Of course, right off the bat I see a problem. Last season we watched Ramsay try to fix ten restaurants. I have heard from readers of my recap and from other sources on the internet that many of the restaurants failed anyway, despite Ramsay’s help. On the shows, the editors went very far out of their way to show us that Ramsay was the ultimate God of restauranting and that he was incapable of doing anything other than a perfect job. So I already suspect that they will not be showing us his failures.

Anyway, let’s start with Finn McCool’s. That was Episode 7 last season and you can read my review of it here. This a classic Irish pub run by Buddy and his sons. Buddy had lost his will to cook and his sons were fighting all the time. The restaurant was hundreds of thousands of dollars in debt. As a result, the food was terrible and the only patrons were the old folks from the retirement home next door who, presumably, had lost their taste buds.

Ramsay concentrated on patching up the family with his ultimate brotherly wisdom. He gave them a better menu, new furniture, and a better family structure. This strategy paid off and the restaurant started making money. But was it enough to save the restaurant? Let’s find out.

A year later, Ramsay returns to visit the family. Buddy greets Chef Ramsay and assures him that his advice did not fall on deaf ears. Brian, the executive chef at the center of the tornado a year ago, is proud to announce that he has become a changed man. He is now happy to be working there.

How are the finances? Buddy tells us that sales are up 35%. I’m not sure that that is all that impressive, however, since we heard earlier that the place was losing $5,000 a week. I can’t imagine that 35% is enough to change a loss into a profit.

Offhand, if they had 100 customers a night they would now get 135. If the average customer spends $20, that’s only $3,500 extra gross income a week. They claimed to be $5,000 a week in the hole.

But Buddy says that they are making money and have cleared all of their debt. As you recall, they were “hundreds of thousands of dollars” in debt. To clear off $200,000 in debt in 12 months, they must have been making about $20,000 a month profit. That is a huge turnaround indeed.

How is the family doing? Well it seems that Buddy had a heart attack in the last year from all the stress. The family pulled together and ran the restaurant as a cohesive unit while Buddy was in the hospital. Melissa, the daughter-in-law, is positive that had this happened before Chef Ramsay’s visit, the restaurant would have fallen apart and closed.

The new menu has been readily accepted by the locals, except that they demanded that spring rolls be brought back to the menu. Brian is trying a new recipe for the rolls. Ramsay orders a batch and declares them to be delicious.

And they lived happily ever after.

And then we move onto The Olde Stone Mill. That was Episode 5 last season and you can read my review of it here.

This owner of this restaurant, Dean, was in severe denial last time we met him. He thought that this was the best run restaurant in town, despite the constant losses and the constant bickering with his chef head Mike. As a result, Mike had lost his will to be a good chef and business dropped to zero.

Stored records
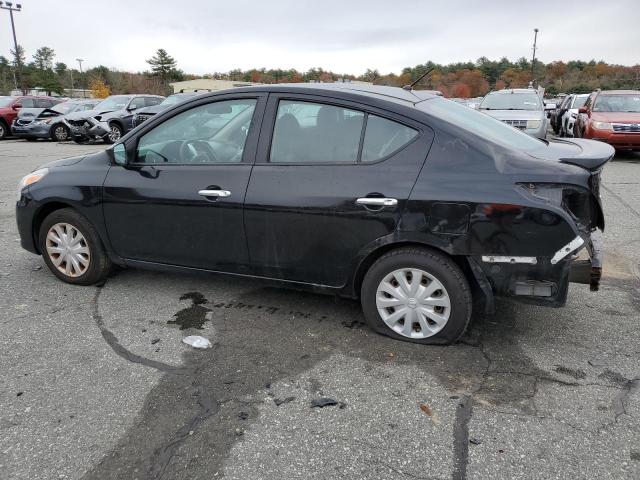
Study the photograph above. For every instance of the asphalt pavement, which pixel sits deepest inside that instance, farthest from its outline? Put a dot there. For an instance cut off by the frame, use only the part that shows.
(96, 383)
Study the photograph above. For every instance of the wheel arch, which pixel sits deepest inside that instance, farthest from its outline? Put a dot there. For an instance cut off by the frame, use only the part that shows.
(375, 254)
(43, 212)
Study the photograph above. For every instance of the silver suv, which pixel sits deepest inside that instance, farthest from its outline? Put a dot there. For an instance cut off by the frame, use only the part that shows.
(521, 108)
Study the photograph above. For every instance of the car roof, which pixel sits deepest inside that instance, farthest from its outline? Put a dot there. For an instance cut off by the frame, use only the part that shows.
(381, 92)
(513, 90)
(620, 92)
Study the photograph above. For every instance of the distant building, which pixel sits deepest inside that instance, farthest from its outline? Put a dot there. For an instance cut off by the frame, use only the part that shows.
(205, 84)
(67, 92)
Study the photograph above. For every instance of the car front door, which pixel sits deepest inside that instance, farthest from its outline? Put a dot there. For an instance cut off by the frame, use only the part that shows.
(330, 180)
(179, 201)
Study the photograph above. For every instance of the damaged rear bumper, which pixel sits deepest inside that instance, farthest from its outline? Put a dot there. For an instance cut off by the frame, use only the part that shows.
(589, 271)
(540, 280)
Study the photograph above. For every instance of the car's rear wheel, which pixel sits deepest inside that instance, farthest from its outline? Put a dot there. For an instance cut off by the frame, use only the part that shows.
(417, 295)
(60, 133)
(72, 249)
(115, 133)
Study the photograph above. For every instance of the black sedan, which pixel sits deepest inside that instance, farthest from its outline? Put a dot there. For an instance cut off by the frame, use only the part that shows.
(412, 203)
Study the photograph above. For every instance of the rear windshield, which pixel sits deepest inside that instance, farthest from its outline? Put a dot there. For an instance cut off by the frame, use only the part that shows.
(617, 103)
(511, 101)
(480, 124)
(579, 101)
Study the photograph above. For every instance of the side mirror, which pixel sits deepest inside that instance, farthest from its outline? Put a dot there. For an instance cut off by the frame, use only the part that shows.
(120, 154)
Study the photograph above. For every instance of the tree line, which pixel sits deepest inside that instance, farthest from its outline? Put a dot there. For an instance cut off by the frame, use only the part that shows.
(462, 79)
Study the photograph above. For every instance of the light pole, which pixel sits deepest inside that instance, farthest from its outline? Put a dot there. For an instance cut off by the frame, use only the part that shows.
(9, 6)
(84, 92)
(533, 60)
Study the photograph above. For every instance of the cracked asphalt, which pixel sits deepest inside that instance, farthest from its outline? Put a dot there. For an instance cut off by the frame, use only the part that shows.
(96, 382)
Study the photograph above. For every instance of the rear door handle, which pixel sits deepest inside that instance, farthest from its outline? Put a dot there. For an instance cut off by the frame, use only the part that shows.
(377, 202)
(214, 193)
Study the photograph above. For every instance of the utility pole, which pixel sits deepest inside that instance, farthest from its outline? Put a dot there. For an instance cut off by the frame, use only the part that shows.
(84, 90)
(9, 6)
(533, 60)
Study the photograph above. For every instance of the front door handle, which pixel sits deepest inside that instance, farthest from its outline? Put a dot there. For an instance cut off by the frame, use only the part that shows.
(214, 193)
(377, 202)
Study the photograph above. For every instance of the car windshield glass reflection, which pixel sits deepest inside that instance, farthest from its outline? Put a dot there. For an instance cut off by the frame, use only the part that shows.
(212, 133)
(113, 103)
(617, 103)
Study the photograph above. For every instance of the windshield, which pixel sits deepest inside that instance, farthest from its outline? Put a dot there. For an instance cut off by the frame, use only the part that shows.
(173, 99)
(579, 101)
(64, 108)
(480, 124)
(617, 103)
(113, 103)
(511, 101)
(6, 101)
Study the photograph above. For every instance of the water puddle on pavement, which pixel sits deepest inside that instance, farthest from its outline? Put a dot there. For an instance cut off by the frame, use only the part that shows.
(193, 316)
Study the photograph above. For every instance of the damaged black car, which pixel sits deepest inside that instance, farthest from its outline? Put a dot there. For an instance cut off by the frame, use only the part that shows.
(413, 204)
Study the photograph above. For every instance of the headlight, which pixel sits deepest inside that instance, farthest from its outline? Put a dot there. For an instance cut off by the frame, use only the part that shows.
(45, 121)
(601, 125)
(33, 177)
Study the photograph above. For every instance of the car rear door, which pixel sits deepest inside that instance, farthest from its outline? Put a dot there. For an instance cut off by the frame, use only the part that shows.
(180, 201)
(331, 179)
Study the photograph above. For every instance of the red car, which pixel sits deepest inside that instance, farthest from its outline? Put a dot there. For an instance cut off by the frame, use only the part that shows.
(611, 116)
(9, 107)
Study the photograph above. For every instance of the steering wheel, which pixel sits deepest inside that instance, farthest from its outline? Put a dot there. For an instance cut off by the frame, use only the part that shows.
(197, 151)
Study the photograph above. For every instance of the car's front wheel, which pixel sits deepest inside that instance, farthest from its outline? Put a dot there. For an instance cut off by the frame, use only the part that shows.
(60, 133)
(417, 295)
(72, 249)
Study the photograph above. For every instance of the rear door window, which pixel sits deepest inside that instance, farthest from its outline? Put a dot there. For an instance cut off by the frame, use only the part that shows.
(150, 101)
(307, 132)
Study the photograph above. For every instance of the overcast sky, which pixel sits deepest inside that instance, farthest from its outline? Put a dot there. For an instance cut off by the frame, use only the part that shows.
(346, 36)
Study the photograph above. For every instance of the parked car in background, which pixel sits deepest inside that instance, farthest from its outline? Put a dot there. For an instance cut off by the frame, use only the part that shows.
(570, 114)
(611, 116)
(48, 123)
(556, 115)
(10, 106)
(111, 118)
(521, 108)
(242, 182)
(146, 113)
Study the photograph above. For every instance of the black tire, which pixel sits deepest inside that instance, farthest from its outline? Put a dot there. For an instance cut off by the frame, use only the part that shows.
(99, 263)
(60, 132)
(434, 263)
(114, 126)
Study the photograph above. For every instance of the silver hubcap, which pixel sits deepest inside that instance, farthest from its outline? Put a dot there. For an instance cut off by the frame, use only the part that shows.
(115, 134)
(68, 250)
(413, 303)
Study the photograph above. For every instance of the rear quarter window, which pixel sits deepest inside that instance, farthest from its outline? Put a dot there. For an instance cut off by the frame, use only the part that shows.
(384, 137)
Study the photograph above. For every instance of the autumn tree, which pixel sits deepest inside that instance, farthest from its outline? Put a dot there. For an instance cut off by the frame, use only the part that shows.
(99, 88)
(163, 65)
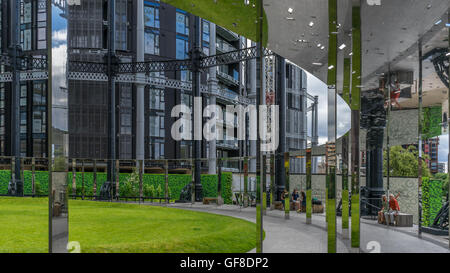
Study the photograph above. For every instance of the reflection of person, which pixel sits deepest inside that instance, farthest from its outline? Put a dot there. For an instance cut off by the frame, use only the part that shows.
(284, 195)
(384, 209)
(296, 199)
(295, 195)
(394, 209)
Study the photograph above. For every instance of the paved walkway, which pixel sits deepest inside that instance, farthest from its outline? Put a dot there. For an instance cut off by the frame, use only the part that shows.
(295, 236)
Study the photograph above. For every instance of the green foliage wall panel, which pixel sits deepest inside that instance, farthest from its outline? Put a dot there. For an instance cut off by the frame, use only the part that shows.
(176, 183)
(432, 119)
(431, 200)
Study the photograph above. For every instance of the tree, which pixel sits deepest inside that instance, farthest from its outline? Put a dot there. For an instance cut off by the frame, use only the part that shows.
(444, 178)
(404, 162)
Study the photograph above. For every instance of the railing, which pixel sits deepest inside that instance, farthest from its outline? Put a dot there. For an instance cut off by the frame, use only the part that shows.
(227, 78)
(224, 46)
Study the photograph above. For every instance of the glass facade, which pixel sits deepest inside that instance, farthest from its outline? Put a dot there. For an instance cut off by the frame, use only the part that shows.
(33, 41)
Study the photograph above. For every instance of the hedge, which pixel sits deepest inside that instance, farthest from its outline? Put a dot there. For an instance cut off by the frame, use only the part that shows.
(176, 183)
(431, 200)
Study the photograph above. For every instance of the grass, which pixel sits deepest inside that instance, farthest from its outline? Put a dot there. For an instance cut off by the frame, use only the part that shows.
(23, 225)
(331, 225)
(232, 15)
(124, 228)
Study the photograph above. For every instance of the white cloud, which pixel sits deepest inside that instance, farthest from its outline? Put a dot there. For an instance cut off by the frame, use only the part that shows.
(343, 119)
(59, 36)
(59, 79)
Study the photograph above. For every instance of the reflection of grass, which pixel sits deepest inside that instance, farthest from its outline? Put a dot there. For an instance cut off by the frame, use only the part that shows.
(308, 203)
(233, 15)
(355, 221)
(23, 225)
(331, 215)
(345, 209)
(111, 227)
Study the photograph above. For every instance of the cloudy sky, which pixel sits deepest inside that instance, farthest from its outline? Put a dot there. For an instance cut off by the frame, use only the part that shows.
(315, 88)
(59, 60)
(318, 88)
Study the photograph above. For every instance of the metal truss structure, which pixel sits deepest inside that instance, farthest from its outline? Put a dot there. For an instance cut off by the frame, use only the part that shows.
(440, 61)
(159, 82)
(163, 66)
(31, 68)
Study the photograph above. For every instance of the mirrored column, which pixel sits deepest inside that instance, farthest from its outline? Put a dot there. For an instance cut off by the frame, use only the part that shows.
(58, 137)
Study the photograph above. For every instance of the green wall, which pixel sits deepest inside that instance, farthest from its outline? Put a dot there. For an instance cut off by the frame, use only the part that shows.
(176, 183)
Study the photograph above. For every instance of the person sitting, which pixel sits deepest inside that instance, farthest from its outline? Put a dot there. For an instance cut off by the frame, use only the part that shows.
(296, 199)
(384, 209)
(394, 209)
(284, 195)
(303, 202)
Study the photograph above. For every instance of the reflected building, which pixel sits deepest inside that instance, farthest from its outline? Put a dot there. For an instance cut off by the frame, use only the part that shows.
(33, 94)
(168, 35)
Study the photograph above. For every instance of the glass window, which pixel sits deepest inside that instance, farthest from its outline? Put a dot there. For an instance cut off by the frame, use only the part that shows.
(182, 25)
(151, 16)
(205, 31)
(182, 48)
(151, 42)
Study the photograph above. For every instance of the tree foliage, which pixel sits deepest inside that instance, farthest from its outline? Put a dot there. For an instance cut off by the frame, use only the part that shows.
(444, 178)
(405, 162)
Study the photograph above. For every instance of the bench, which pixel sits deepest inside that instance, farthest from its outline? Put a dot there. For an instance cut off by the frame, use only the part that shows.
(404, 220)
(207, 200)
(317, 209)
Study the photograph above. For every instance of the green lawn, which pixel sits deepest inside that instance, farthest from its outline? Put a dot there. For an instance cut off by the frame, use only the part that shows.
(110, 227)
(230, 14)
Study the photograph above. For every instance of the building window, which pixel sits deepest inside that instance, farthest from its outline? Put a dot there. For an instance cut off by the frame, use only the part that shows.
(121, 25)
(151, 42)
(151, 16)
(205, 31)
(157, 99)
(2, 119)
(25, 27)
(182, 48)
(157, 126)
(182, 25)
(42, 25)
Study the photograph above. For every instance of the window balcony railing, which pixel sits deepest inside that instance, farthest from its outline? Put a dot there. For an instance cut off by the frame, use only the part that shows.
(227, 78)
(222, 46)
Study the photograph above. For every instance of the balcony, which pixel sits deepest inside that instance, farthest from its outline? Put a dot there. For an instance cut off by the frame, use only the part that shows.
(227, 78)
(227, 34)
(228, 144)
(230, 97)
(223, 46)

## Exercise prompt
Reproduce the part of the restaurant recap that starts at "But Buddy says" and ends at "to be delicious.", word for word.

## Task response
But Buddy says that they are making money and have cleared all of their debt. As you recall, they were “hundreds of thousands of dollars” in debt. To clear off $200,000 in debt in 12 months, they must have been making about $20,000 a month profit. That is a huge turnaround indeed.

How is the family doing? Well it seems that Buddy had a heart attack in the last year from all the stress. The family pulled together and ran the restaurant as a cohesive unit while Buddy was in the hospital. Melissa, the daughter-in-law, is positive that had this happened before Chef Ramsay’s visit, the restaurant would have fallen apart and closed.

The new menu has been readily accepted by the locals, except that they demanded that spring rolls be brought back to the menu. Brian is trying a new recipe for the rolls. Ramsay orders a batch and declares them to be delicious.